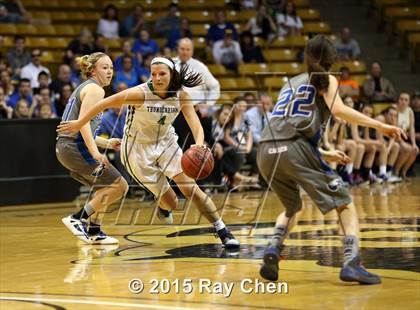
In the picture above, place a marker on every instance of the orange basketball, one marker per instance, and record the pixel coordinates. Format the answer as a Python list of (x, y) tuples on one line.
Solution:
[(197, 162)]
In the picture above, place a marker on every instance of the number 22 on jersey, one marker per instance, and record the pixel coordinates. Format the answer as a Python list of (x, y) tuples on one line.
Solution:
[(295, 104)]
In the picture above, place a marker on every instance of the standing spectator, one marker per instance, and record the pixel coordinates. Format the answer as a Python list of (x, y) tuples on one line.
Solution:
[(262, 25), (250, 52), (347, 86), (6, 112), (259, 115), (134, 23), (347, 47), (18, 56), (24, 91), (376, 88), (165, 24), (183, 31), (31, 70), (409, 149), (108, 25), (83, 45), (288, 23), (128, 74), (144, 45), (217, 31), (228, 52)]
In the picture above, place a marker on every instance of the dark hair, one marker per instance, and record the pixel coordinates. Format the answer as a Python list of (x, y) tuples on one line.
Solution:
[(182, 78), (320, 54)]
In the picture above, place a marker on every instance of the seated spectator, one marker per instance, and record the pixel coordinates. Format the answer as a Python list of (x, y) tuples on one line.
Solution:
[(18, 56), (347, 86), (31, 70), (128, 74), (347, 47), (238, 135), (389, 116), (251, 53), (6, 84), (376, 88), (108, 25), (227, 52), (165, 24), (10, 18), (409, 149), (134, 23), (217, 30), (183, 31), (259, 115), (144, 45), (64, 96), (262, 25), (24, 91), (288, 23), (6, 112), (83, 45)]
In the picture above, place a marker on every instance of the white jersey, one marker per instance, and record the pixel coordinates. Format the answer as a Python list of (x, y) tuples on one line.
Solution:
[(152, 121)]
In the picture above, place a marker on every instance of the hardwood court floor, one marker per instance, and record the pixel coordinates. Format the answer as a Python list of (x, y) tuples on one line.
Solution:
[(42, 266)]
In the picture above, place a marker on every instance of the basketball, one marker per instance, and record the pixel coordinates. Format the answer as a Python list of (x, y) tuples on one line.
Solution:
[(197, 162)]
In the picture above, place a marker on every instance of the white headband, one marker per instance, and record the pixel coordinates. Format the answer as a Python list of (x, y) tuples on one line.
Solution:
[(164, 60)]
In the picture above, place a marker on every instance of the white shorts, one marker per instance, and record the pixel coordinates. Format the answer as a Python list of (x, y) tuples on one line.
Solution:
[(150, 164)]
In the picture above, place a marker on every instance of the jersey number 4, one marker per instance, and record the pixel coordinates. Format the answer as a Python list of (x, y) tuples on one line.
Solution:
[(288, 104)]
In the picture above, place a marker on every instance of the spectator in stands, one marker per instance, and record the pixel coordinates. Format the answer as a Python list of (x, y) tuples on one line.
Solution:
[(409, 149), (18, 56), (165, 24), (63, 98), (83, 45), (227, 52), (262, 25), (251, 53), (216, 31), (6, 84), (376, 88), (259, 115), (347, 86), (389, 116), (6, 112), (134, 23), (238, 135), (31, 70), (183, 31), (127, 74), (11, 18), (144, 45), (24, 91), (108, 25), (288, 23), (347, 47)]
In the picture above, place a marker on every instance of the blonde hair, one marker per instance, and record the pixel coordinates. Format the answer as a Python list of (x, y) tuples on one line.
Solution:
[(87, 63)]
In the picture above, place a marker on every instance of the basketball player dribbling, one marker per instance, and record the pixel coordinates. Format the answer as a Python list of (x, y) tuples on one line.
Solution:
[(149, 151), (288, 158), (80, 155)]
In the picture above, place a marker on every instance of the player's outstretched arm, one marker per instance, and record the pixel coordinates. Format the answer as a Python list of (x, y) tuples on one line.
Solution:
[(340, 110), (131, 96)]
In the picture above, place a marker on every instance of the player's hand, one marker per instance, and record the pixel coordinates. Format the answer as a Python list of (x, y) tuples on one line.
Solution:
[(114, 144), (69, 127), (336, 156), (392, 131)]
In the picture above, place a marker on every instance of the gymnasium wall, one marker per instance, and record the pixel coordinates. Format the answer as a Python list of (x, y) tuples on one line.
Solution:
[(29, 170)]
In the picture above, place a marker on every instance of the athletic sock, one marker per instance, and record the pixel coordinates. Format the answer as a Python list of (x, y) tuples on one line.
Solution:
[(351, 248), (84, 213), (219, 225), (280, 233)]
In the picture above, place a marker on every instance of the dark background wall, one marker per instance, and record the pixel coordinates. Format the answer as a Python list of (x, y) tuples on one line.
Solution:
[(29, 169)]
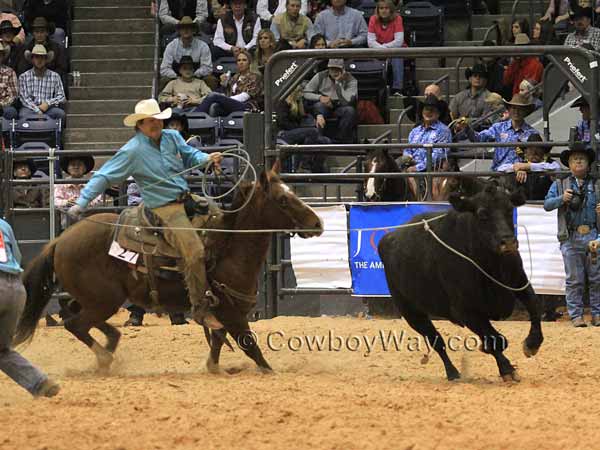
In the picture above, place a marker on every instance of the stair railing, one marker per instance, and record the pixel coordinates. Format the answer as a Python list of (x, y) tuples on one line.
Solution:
[(156, 66)]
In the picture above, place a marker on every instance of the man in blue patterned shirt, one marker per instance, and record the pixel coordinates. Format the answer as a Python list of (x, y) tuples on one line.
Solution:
[(430, 131), (515, 129), (40, 89)]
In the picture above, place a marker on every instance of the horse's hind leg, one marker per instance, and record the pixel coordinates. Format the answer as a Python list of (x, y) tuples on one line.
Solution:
[(112, 336), (217, 339)]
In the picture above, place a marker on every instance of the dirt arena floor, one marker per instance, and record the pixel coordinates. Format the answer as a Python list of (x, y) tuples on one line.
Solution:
[(160, 396)]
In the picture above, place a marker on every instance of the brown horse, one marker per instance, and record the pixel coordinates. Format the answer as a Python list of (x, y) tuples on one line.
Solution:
[(100, 284)]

_ _ _

EXERCISE PROMPT -> Copy out all of the records above except the pictures, putting "put a dot" in place of "place a marker" everywhere it appears and leaving every other word as it is.

ANSWER TO THIS EXERCISE ->
In the picture above, put a dot on every instance of the orange basketball, one marker per instance, and record the pixel coordinates. Format the answer as a Python list of (x, y) tuples on one line.
Solution:
[(197, 162)]
In the picture above, put a dot on every instance of the number 22 on jersey, one marker per instance, and record the pixel coordinates. Format the answer as a Python list of (x, y) tuples on one line.
Solution:
[(295, 104)]
In the picture above, put a dot on every instance of the standing spectator, one marker per instance, and record the pixel coordinates. Format the answer as a Python list of (x, y) tuples on one line.
Solution:
[(262, 25), (250, 52), (347, 86), (6, 112), (259, 115), (134, 23), (347, 47), (18, 56), (24, 91), (376, 88), (165, 24), (183, 31), (31, 70), (409, 149), (108, 25), (83, 45), (288, 23), (128, 74), (144, 45), (217, 31), (228, 52)]
In the picture above, put a dot on every instance of the dark hair, one marker per instance, and record the pixel coordinates. Format the answer as a Python list of (x, y) tuples on one line.
Solution:
[(182, 78), (320, 54)]
In the picture above, put a dot on every instance of the seated spectator, one marker per instance, and record the pixel coordinates. Format the answer as a Python list of (x, y) tuples on one line.
Solution:
[(18, 56), (347, 86), (31, 70), (128, 74), (347, 47), (238, 135), (389, 116), (251, 53), (6, 84), (376, 88), (108, 25), (227, 52), (165, 24), (10, 18), (409, 149), (134, 23), (217, 30), (183, 31), (259, 115), (144, 45), (64, 96), (262, 25), (24, 91), (288, 23), (6, 112), (83, 45)]
In the picture above, put a dot on every instance of the white jersey, one marker per instance, and record the pixel coordinates. Format the answer as a Python list of (x, y) tuples on one line.
Solution:
[(152, 121)]
In the picture above, put a dot on every instance of the hardwood court floor, one marker per instance, and record the pixel coordinates. Format the answer as a Python list of (x, y) tuples on one line.
Solution:
[(42, 266)]
In the picture above, put a dot on every instance of the basketball, one marker per instance, and record the pixel coordinates. Format the answer as a Python list of (x, y) tuples on one line.
Solution:
[(197, 162)]
In the picture above, put a dot on every instance of the white headband, one marker per instance, and record the pixel coordinates. Format the answer as a Python list of (x, y) tuples on one line.
Solution:
[(164, 60)]
In the picture above, put a dot on every instance of the white shorts, one marker per instance, and record the pixel coordinates. Format the answer as a Python list of (x, y) tuples on one line.
Solution:
[(150, 164)]
In the picture above, put a dot on every instance of the jersey number 4, one marker per instance, and record the pixel coordinates. Format the answer as a Python list of (x, y) tuples on one line.
Solution:
[(288, 104)]
In the picture above, put a dot on every instance of the spectator in stands, one marker per instance, and record the pixel coordinates. Format the answer as a Python list of (x, y) tuples on one line.
Solution:
[(409, 149), (18, 56), (165, 24), (63, 98), (83, 45), (227, 52), (262, 25), (251, 53), (216, 31), (6, 84), (376, 88), (259, 115), (347, 86), (389, 116), (6, 112), (134, 23), (238, 135), (31, 70), (183, 31), (127, 74), (11, 18), (144, 45), (24, 91), (108, 25), (288, 23), (347, 47)]
In the picture above, put a dot on every instance of the blonde hair, one marker per instance, and record the pixel coordinates. Format the answer as a Python list of (x, y) tuples on one line.
Solution:
[(87, 63)]
In the picture above, put a dot on every instance of the basketball player dribbling, one marker per instance, and record the pixel coordinates. Format the answer as a Python list of (x, y) tuples on one line.
Solution:
[(149, 151), (288, 158), (80, 155)]
In the picture above, put a dot on every instance of the player's outstretched arm, one marker per instance, and record the pixel coordinates. Format the answer as a Python list of (x, y) tuples on one line.
Solution:
[(340, 110), (131, 96)]
In the picture above, put a dot on every instance of the player's hand, one marker per instance, and record the pixel coordinates. Format the answer as a Python list of (x, y) tuples on one line.
Solution:
[(114, 144), (69, 127), (336, 156), (392, 131)]
In the picture above, put a dot on every instance of the gymnasium wall, one marker per instance, and record the pixel coordinates. Format the answer as a Python list of (x, y) tuples on one line.
Solution:
[(29, 170)]
In the picture above, put a dot on every instance of the athletic sock, one marker per instance, and record the pixel coordinates. Format the answer as a Python list of (x, y) tuples on one line.
Solution:
[(351, 248), (84, 213), (219, 225), (280, 233)]
In the picture above, put a dot on every instance of the dark background wall, one marker per instance, and record the pixel coordinates. Format the answer as a Python list of (x, y) tuples on one line.
Solution:
[(29, 169)]
In the picture above, put a dot on every instance of the stair railing, one marker per instance, and record the pixel coordinates. Format the answer as a Python list of (x, y) tuples on one line.
Solution:
[(156, 66)]
In the picture above, put a dot on every instance of the man in blue patterned shirt, one marker per instance, and record the pixel coordinates. Format the answer as a Python list of (x, y) tuples on one line.
Solution:
[(430, 131), (515, 129), (40, 89)]
In the picture above, put a dot on every instance of the horse's hind leg, one marker per instance, and record the pixel coordinates. Format the answer as a Python list of (x, y) tuples on one line.
Solution:
[(112, 336), (217, 339)]
In the picture above, put a dot on every instance of the dirt arena floor, one marker per instance, and record the pixel coordinates. Format the answer as a Python list of (x, y) tuples on one line.
Solution:
[(160, 396)]
In the picture above, put a dot on every instance of the brown horse, one marker per instance, and record the pixel coordinates. Format the answer as a Python list of (x, y) tuples on one line.
Solution:
[(100, 284)]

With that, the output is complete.